— Task to carry out —
Copy out every line of the records in which the string "pastry" appears.

* BEGIN Information shown *

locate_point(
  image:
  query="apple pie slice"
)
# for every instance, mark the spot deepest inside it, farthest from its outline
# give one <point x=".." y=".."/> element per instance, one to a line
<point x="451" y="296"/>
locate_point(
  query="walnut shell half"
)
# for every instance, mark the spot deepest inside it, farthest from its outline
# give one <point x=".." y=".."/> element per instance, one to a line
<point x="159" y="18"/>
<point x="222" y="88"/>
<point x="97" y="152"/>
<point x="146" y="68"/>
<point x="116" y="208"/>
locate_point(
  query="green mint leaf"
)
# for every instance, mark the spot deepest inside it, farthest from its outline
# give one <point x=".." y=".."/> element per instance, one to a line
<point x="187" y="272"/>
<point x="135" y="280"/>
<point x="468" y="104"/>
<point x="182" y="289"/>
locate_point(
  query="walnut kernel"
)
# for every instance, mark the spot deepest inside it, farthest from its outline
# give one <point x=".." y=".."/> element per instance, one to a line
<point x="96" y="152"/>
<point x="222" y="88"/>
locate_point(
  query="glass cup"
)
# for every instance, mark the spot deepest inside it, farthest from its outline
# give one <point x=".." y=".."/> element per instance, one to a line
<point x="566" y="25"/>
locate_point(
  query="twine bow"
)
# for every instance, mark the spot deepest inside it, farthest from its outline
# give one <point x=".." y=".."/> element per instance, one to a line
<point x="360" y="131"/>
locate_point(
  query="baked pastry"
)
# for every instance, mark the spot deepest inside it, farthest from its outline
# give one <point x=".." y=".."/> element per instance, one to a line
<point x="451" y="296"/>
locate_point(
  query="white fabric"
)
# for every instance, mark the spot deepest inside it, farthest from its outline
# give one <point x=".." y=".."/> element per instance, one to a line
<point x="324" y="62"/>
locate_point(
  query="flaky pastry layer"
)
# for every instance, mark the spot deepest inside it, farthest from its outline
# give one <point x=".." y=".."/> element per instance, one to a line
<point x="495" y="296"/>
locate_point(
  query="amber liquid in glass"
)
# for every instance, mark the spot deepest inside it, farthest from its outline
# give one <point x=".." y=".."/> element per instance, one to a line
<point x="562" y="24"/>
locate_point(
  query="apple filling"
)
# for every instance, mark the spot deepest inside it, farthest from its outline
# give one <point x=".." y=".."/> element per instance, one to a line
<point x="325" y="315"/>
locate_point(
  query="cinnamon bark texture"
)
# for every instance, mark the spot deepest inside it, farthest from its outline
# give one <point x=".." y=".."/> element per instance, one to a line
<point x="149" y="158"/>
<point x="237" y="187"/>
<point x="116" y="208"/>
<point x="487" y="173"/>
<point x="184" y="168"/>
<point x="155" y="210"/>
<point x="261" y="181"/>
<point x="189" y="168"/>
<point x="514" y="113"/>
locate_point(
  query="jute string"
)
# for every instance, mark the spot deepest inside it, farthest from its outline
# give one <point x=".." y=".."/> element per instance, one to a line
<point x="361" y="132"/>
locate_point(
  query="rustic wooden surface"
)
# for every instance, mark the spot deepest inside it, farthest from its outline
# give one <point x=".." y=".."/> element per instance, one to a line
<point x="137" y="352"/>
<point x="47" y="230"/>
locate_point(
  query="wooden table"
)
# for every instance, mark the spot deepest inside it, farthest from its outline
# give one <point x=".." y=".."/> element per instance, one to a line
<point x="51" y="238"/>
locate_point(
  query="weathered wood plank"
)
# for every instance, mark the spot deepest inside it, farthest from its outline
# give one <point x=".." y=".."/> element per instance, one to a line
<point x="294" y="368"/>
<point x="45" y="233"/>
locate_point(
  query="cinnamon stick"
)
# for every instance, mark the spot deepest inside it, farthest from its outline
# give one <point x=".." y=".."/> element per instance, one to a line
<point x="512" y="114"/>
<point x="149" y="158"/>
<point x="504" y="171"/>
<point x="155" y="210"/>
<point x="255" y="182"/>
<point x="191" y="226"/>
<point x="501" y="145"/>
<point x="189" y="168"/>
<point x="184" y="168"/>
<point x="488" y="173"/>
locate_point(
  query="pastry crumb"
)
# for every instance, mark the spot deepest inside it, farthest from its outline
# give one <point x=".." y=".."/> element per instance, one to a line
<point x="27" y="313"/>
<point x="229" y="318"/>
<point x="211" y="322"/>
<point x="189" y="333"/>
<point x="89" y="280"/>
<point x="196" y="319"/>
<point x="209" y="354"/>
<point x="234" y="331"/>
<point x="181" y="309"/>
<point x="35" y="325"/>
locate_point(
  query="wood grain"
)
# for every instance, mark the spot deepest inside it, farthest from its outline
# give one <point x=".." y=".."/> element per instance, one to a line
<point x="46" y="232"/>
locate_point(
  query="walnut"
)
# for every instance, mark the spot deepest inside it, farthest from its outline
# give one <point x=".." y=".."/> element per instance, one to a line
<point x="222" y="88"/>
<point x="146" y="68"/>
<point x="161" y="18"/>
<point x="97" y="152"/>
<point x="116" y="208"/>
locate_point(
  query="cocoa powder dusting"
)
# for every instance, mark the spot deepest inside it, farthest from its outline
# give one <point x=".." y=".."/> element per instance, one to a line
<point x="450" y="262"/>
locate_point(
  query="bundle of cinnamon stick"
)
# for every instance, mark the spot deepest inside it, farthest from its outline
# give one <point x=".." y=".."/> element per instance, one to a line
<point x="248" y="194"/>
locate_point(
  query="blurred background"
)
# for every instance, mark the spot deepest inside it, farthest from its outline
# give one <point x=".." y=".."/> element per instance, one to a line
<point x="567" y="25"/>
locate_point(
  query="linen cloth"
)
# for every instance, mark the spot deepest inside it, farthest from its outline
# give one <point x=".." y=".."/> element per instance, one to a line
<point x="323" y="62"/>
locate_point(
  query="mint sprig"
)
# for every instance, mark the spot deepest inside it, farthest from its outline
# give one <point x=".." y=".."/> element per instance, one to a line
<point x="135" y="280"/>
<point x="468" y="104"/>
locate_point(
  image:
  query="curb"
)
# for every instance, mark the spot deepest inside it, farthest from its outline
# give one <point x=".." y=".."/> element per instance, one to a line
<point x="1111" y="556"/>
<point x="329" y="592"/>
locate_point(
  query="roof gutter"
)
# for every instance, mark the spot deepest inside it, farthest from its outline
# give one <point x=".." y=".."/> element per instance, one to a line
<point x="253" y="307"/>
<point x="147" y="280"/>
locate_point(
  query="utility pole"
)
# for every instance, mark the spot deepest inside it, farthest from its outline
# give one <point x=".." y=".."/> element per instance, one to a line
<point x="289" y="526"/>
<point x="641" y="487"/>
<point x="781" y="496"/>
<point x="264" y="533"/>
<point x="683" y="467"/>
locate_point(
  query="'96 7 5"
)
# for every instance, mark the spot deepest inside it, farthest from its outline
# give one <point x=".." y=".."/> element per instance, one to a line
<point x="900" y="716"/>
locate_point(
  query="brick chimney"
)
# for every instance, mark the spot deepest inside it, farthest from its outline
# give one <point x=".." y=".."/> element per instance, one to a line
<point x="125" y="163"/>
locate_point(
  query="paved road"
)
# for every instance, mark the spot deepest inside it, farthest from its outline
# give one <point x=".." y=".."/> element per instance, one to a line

* END Information shown *

— Final answer —
  query="baked pastry"
  query="flaky pastry layer"
  query="pastry crumb"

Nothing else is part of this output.